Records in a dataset
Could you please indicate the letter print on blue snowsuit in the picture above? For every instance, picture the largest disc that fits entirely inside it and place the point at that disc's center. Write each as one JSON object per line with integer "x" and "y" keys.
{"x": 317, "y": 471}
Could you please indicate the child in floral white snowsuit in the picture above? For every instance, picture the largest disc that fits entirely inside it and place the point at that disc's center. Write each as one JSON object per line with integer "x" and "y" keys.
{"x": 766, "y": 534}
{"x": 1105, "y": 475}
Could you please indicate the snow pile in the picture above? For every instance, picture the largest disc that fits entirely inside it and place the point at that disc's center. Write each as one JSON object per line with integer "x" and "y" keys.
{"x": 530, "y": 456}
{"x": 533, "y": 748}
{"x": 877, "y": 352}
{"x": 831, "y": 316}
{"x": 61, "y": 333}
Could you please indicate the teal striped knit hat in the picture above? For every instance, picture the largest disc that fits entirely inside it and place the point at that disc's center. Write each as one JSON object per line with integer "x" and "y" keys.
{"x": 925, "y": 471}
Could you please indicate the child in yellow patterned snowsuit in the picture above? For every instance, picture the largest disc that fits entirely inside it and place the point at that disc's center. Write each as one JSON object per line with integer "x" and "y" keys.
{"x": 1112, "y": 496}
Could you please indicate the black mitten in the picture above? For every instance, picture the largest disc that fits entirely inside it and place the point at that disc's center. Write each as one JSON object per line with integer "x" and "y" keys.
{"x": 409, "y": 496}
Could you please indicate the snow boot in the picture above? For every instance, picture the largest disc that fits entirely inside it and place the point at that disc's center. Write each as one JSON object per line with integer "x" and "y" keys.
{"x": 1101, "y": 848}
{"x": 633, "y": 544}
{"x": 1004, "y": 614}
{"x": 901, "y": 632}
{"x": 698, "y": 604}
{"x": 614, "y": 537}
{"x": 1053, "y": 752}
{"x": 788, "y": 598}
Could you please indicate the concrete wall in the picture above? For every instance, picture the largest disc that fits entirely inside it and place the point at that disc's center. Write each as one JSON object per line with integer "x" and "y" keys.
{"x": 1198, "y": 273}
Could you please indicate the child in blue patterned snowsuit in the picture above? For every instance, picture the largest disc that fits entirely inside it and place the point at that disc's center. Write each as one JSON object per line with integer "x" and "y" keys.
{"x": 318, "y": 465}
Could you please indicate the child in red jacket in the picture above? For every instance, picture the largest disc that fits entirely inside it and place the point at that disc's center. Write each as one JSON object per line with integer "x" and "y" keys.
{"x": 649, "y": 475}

[Exercise aim]
Copy out all of the records above again, word for word and in the same order.

[Solved problem]
Could you please indicate the letter print on blue snowsuit in the picture above? For every instance, picture the largest disc that fits entirely inside it and place the point at that disc's center. Write each as one JSON object per line with integer "x" and "y" keys.
{"x": 317, "y": 471}
Could you please indicate the child in floral white snowsuit in the picture above? For every instance, picture the largest disc that fits entirely inside it and place the point at that disc's center. Write each as one JSON object per line with integer "x" and "y" keys.
{"x": 766, "y": 534}
{"x": 1105, "y": 475}
Could you please indicate the snow pile in the picture above? For every instance, picture the largest disc that fits entirely inside it and place the point at that disc's center. Write each as one JSON object per line with integer "x" and "y" keys.
{"x": 530, "y": 456}
{"x": 533, "y": 748}
{"x": 877, "y": 352}
{"x": 831, "y": 316}
{"x": 61, "y": 333}
Could you please indicate the teal striped knit hat in the picture above? For every instance, picture the largest disc that fits entirely inside it and place the point at that disc's center. Write each as one JSON object per line with integer "x" and "y" keys.
{"x": 925, "y": 471}
Could you please indicate the child in yellow patterned snowsuit in the picture above? For every instance, picture the largest disc that fits entirely inside it and place the point at that disc's center. Write each as one JSON object per line with integer "x" and "y" keys.
{"x": 1112, "y": 496}
Could you please indicate the black mitten in the picture above? For every instance, picture the largest disc that fits entirely inside it and place the point at that disc's center. Write each as one JSON object per line with integer "x" and "y" keys.
{"x": 409, "y": 496}
Could you please indicate the snow boot in the picture above? For every instance, picture the largest disc that fits entirely inside it and place the point at that disc's center. Write each as one JSON object per line with integer "x" and "y" keys.
{"x": 1101, "y": 848}
{"x": 633, "y": 544}
{"x": 1004, "y": 614}
{"x": 901, "y": 632}
{"x": 698, "y": 604}
{"x": 614, "y": 537}
{"x": 1053, "y": 752}
{"x": 788, "y": 598}
Could you please indicate the concrete wall in the picture above? For every instance, picture the largest disc that fits entirely inside it and place the point at that disc's center. Write each as one JSON object per line with integer "x" and "y" keys.
{"x": 1198, "y": 273}
Could you please indicate the child in blue patterned snowsuit in the picture above? For every instance, picture the largest disc that fits entirely inside it and place the point at that disc's center. Write each as one JSON object per line with integer "x" and "y" keys.
{"x": 318, "y": 465}
Could you please indicate the child in red jacket in the picture above? For every instance, picture the largest disc that fits entirely inside it and place the point at that disc's center. Write each as one JSON object per line with integer "x" and "y" keys.
{"x": 649, "y": 475}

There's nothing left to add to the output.